TASK ITEM
Below are records to reproduce in full; copy them exactly but keep the pictures out.

EXTRACTED RECORDS
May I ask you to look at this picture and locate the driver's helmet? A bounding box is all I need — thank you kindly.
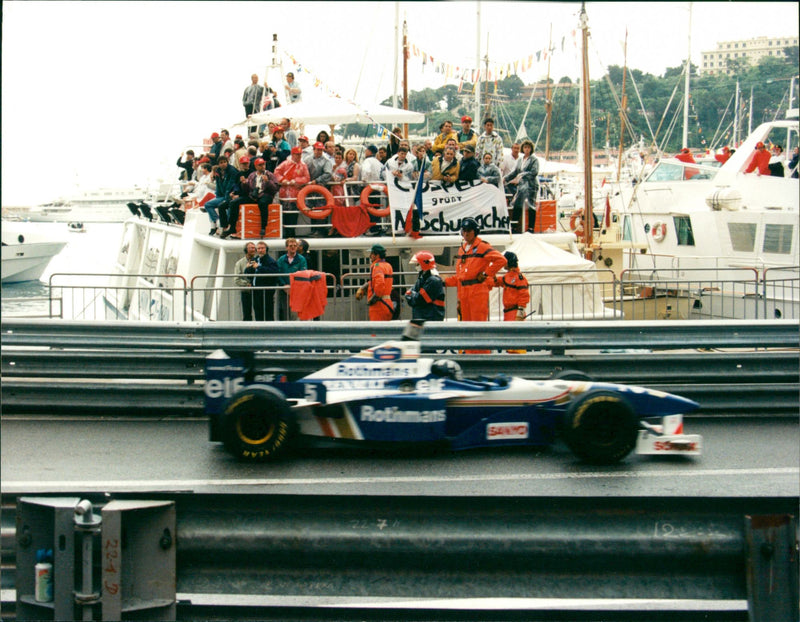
[410,251,436,271]
[430,359,464,380]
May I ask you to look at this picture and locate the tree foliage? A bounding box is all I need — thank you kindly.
[353,54,797,152]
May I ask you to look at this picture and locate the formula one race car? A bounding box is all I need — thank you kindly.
[204,322,702,464]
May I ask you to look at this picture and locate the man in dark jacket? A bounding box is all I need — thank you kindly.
[457,144,480,182]
[253,240,279,321]
[405,251,445,321]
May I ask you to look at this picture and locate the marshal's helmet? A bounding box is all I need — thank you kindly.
[460,217,480,235]
[410,251,436,270]
[504,251,519,269]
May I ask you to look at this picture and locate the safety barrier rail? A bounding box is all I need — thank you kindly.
[2,319,798,416]
[4,266,794,322]
[1,494,797,620]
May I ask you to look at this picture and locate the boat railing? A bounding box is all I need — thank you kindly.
[188,272,338,322]
[48,272,189,322]
[619,266,781,320]
[17,266,796,322]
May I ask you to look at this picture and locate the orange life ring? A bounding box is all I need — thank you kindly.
[359,184,390,217]
[296,185,334,219]
[569,210,585,238]
[651,221,667,242]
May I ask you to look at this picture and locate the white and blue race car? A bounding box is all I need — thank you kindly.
[205,323,702,464]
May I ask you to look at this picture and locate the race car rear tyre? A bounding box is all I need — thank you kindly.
[551,369,593,381]
[221,386,295,462]
[560,390,638,464]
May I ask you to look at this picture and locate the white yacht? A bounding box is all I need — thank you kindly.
[1,222,67,283]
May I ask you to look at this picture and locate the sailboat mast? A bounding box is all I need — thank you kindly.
[617,29,628,182]
[544,24,553,160]
[483,34,491,119]
[403,20,409,139]
[474,2,481,122]
[682,2,692,148]
[580,3,593,254]
[392,2,399,108]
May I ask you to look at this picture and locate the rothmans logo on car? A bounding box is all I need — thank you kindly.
[373,347,402,361]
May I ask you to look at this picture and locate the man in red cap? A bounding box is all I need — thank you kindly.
[675,147,698,179]
[457,115,477,152]
[714,145,732,165]
[297,135,312,158]
[274,146,311,235]
[745,141,771,175]
[209,132,222,162]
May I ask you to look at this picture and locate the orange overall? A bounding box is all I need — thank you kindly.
[497,268,530,321]
[445,237,507,321]
[367,259,394,321]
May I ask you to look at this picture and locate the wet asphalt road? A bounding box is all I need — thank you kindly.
[2,416,797,498]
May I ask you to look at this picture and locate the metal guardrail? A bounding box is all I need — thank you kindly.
[1,319,798,416]
[2,494,797,620]
[2,318,798,351]
[5,265,796,322]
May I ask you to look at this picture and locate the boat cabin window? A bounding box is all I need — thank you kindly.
[762,224,794,255]
[621,215,634,242]
[672,216,695,246]
[728,222,757,252]
[646,162,684,182]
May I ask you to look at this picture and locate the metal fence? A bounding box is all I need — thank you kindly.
[3,266,795,323]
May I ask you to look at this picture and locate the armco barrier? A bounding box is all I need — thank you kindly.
[1,494,798,620]
[1,319,798,416]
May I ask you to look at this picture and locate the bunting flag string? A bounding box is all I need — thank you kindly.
[405,31,575,88]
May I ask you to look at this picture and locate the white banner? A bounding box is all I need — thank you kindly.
[384,179,510,234]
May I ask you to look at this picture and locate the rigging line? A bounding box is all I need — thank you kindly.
[708,93,735,149]
[626,70,658,151]
[653,64,687,149]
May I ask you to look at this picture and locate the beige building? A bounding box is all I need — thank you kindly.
[700,35,798,76]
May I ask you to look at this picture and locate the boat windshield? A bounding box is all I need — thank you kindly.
[644,160,719,183]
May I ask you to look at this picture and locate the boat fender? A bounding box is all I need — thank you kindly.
[359,184,390,217]
[569,210,584,238]
[296,185,334,219]
[651,221,667,242]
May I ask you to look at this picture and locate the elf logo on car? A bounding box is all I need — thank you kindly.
[204,376,245,399]
[487,422,529,440]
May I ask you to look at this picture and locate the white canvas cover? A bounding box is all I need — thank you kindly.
[491,233,614,320]
[247,97,424,127]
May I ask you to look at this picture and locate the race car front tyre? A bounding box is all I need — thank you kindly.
[221,386,295,461]
[560,390,638,464]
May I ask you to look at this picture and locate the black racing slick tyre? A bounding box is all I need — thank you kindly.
[551,369,593,381]
[560,390,638,464]
[222,386,295,462]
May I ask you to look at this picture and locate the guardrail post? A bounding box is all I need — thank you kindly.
[745,514,799,621]
[101,500,176,621]
[73,500,101,620]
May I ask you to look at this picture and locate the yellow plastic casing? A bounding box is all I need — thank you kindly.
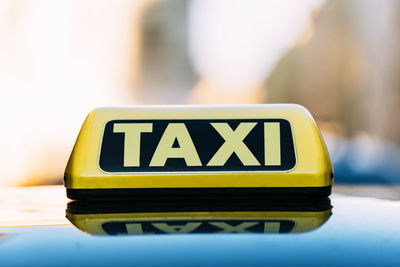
[64,104,333,190]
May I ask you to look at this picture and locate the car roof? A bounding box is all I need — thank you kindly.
[1,185,400,266]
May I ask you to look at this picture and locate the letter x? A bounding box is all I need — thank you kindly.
[207,122,260,166]
[209,222,259,233]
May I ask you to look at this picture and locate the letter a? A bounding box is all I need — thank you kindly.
[150,123,202,166]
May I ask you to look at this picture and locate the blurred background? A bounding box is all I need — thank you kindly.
[0,0,399,186]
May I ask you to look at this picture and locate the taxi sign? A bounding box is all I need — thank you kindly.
[64,104,333,199]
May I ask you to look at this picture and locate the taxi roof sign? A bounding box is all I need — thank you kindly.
[64,104,333,199]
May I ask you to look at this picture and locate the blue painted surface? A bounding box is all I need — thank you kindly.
[1,194,400,266]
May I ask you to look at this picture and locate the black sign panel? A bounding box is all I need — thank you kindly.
[99,119,295,172]
[102,220,295,235]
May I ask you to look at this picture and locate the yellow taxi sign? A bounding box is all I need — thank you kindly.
[64,104,333,199]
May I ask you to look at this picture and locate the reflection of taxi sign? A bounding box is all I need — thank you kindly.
[66,198,332,235]
[65,104,333,199]
[69,214,328,235]
[100,220,297,234]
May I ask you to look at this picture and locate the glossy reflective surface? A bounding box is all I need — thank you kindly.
[1,186,400,266]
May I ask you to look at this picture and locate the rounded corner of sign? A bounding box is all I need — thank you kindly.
[85,107,113,124]
[287,104,316,122]
[288,103,310,113]
[85,108,101,121]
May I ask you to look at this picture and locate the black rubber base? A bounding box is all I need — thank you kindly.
[66,195,331,215]
[67,186,331,201]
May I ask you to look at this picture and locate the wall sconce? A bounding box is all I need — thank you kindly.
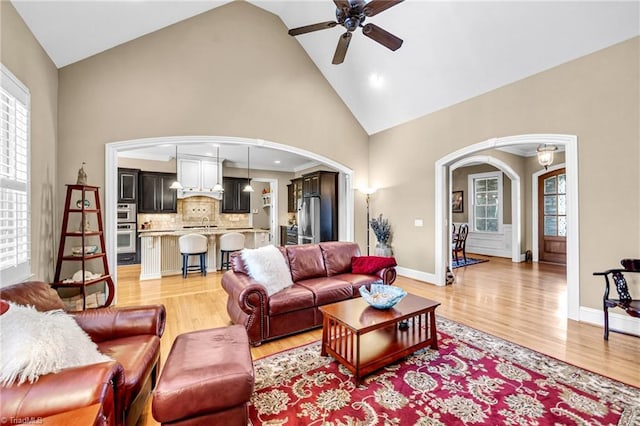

RESPONSE BOX
May I ask you to look at this picture and locate the driver's helmet? A bounding box is all I need — thank you kindly.
[410,251,436,271]
[430,359,464,380]
May I ask you to look at this picture and locate the tree foliage? A bounding box is all I need — thank you kindly.
[353,54,797,152]
May I ask you to look at this picture and locate the formula one race car? A bounding box is all I need — thank you kindly.
[204,322,702,464]
May I ask you to look at this picture and locate the man in dark jacket? A bounding box is all I need — thank you kindly.
[457,144,480,182]
[253,240,279,321]
[405,251,445,321]
May I ask you to look at this picture and locate the marshal's helmet? A bounding box is all I need — thank you kindly.
[460,217,480,235]
[410,251,436,270]
[504,251,519,269]
May I ask you to look at this picture and locate the safety barrier rail? A bounding box is all I need — thank you kindly.
[2,319,798,416]
[4,266,794,322]
[1,494,797,620]
May I ask you to look at this picture and locate the boat railing? A bounding box is all I need — thank you kindly.
[188,272,338,322]
[48,272,189,322]
[619,266,781,320]
[17,266,796,322]
May I ask you to look at this picture and locate the orange life ring? A bounding box is all I need — thank you kindly.
[359,184,390,217]
[296,185,334,219]
[569,210,585,238]
[651,221,667,242]
May I ask you to look at this picture and locate the white and blue race car? A bounding box is all I need — thank you kindly.
[205,323,702,464]
May I ask you to look at this picture and locate the race car rear tyre? A bounding box is all I need — thank you kindly.
[551,369,593,381]
[221,386,295,462]
[560,390,638,464]
May I ask you to look at this picture and locate the white yacht? A bounding box is all I need — thank you kindly.
[1,222,67,283]
May I ask you to look at this picture and locate the sailboat mast? A bounding box is all I need — thank you kindly.
[617,29,628,182]
[544,24,553,160]
[483,34,491,119]
[403,20,409,139]
[474,2,481,122]
[682,2,692,148]
[580,3,593,254]
[392,2,399,108]
May I ask you to look at this picture and locate the rothmans logo on car? A bounding box is all I need — thank you kindly.
[373,347,402,361]
May I ask you to look at this picture and locate the man in red cap? A bounding box is all I need — thank you kindly.
[675,147,698,179]
[457,115,477,152]
[714,145,732,165]
[297,135,312,158]
[274,146,311,235]
[745,141,771,175]
[209,132,222,162]
May I ask you to look at this picture and locate the orange overall? A bounding box is all I need — thank you kindly.
[497,268,530,321]
[445,237,507,321]
[367,259,394,321]
May I ask you to look at this picture and locate the wet asphalt road? A bounding box is all I need — thank you kindly.
[2,416,797,498]
May I ask you to look at this picture and locate the metal guardrail? A bounding box is all I need — thank you kindly.
[1,319,798,416]
[2,494,797,620]
[2,318,798,351]
[5,265,796,322]
May I ask you to look at this picture and locate the boat cabin window? A bounding box is all I need — thank you kindly.
[762,224,794,255]
[621,215,634,242]
[672,216,695,246]
[728,222,757,252]
[646,162,684,182]
May I ask you to look at this picture and locate the metal fence? A bounding box is all I need — thank you kindly.
[3,266,795,323]
May I ask you to look at this picture and locate the armco barrier? A bounding box is all I need — thank you kindly.
[1,494,798,620]
[1,319,798,416]
May I ask you to look at this picture and locate the bunting flag string? A bounding box is all I need — thank you kindly.
[405,31,575,88]
May I ask you to look at this picture and locate the white banner? A bounding box is all I need — thank you kindly.
[384,179,510,234]
May I ask you to look at this picture and locate the rigging line? A bounding box is all I need — thank you kindly.
[708,93,735,149]
[626,70,658,151]
[653,64,687,149]
May I ask you to look at this picture and locate the beige building? A bounding box is all I need — thank you kindly.
[700,35,798,76]
May I ask you to look at this picture and locate the boat windshield? A bounding box is all I need — thank you kindly.
[644,160,719,183]
May I ask you to look at this picture and locate the boat fender? A bounding box is all I need — thank you kindly.
[359,184,390,217]
[569,210,584,238]
[296,185,334,219]
[651,221,667,242]
May I ask you to look at this picture and locate the elf logo on car? A bounding box is all I need — thank you kindly.
[204,376,245,399]
[487,422,529,440]
May I ask you to look at this picture and locate the white canvas cover? A bounding box is all I need — thank you kindly.
[491,233,614,320]
[247,97,424,127]
May I ask you to look at this picture and locate the race car front tyre? A bounding box is all I need — thank you kindly.
[221,386,295,461]
[560,390,638,464]
May I ask you to look at this picture and locate the black racing slick tyre? A bounding box is all I need — thank you kindly.
[551,369,593,381]
[560,390,638,464]
[222,386,295,462]
May I ask you to look at this picture and locate the guardrail post? A bounding box is all I need — thank you kindly.
[745,514,799,621]
[101,500,176,621]
[73,500,101,620]
May I ask you to look at this picture and locate the yellow plastic casing? A bounding box is all I need — thank you kindly.
[64,104,333,190]
May I ask you to look at this picture and locate the car roof? A bounding box is all I need — thank you kindly.
[1,185,400,266]
May I ask you to look at this picture and locate the letter x? A bounding box is all I need — thank you kindly.
[207,122,260,166]
[209,222,259,233]
May I ask you to look at this picture and locate the letter a? A bounding box is all I need — thank you kindly.
[150,123,202,166]
May I ask you to look at this picture and locate the blurred background? A bounding box is all I need — thank you kindly.
[0,0,399,186]
May I ask you to look at this picture and locate the taxi sign? A bounding box is all I need — thank you kindly.
[64,104,333,199]
May I ask you to look at this picture and locate the taxi roof sign? A bounding box is all I need — thank you kindly.
[64,104,333,199]
May I ask you to look at this picture and locate the blue painted surface? A bounding box is all I need — thank you kindly.
[1,194,400,266]
May I ask you to look at this picture and locate the black sign panel? A bounding box is all I need — thank you kindly.
[99,119,295,172]
[102,220,295,235]
May I ask you to look at this picture and locate the yellow taxi sign? A bounding box is all I need — thank you kindly.
[64,104,333,199]
May I ask you to look at this picture and locate the reflection of taxi sign? A bounding box is all I need — thank you kindly.
[66,198,332,235]
[65,104,333,199]
[69,214,328,235]
[100,220,297,234]
May I ask you to look at this picture and locate the glossy reflective surface? A bounding box is all I need — thank you kindly.
[1,186,400,266]
May I ask you to look at this picture and locate the rounded corner of sign? A bounding box is all I need — thank you kindly.
[85,107,113,124]
[287,104,316,122]
[288,103,310,113]
[85,108,101,121]
May I ask you to look at this picture and locate the black rubber base? A bounding box is all I need — thank you kindly.
[66,195,331,215]
[67,186,331,201]
May I ask you to look at this picture and locate the wall sconce? A bounding box is all I need — thank you kindly.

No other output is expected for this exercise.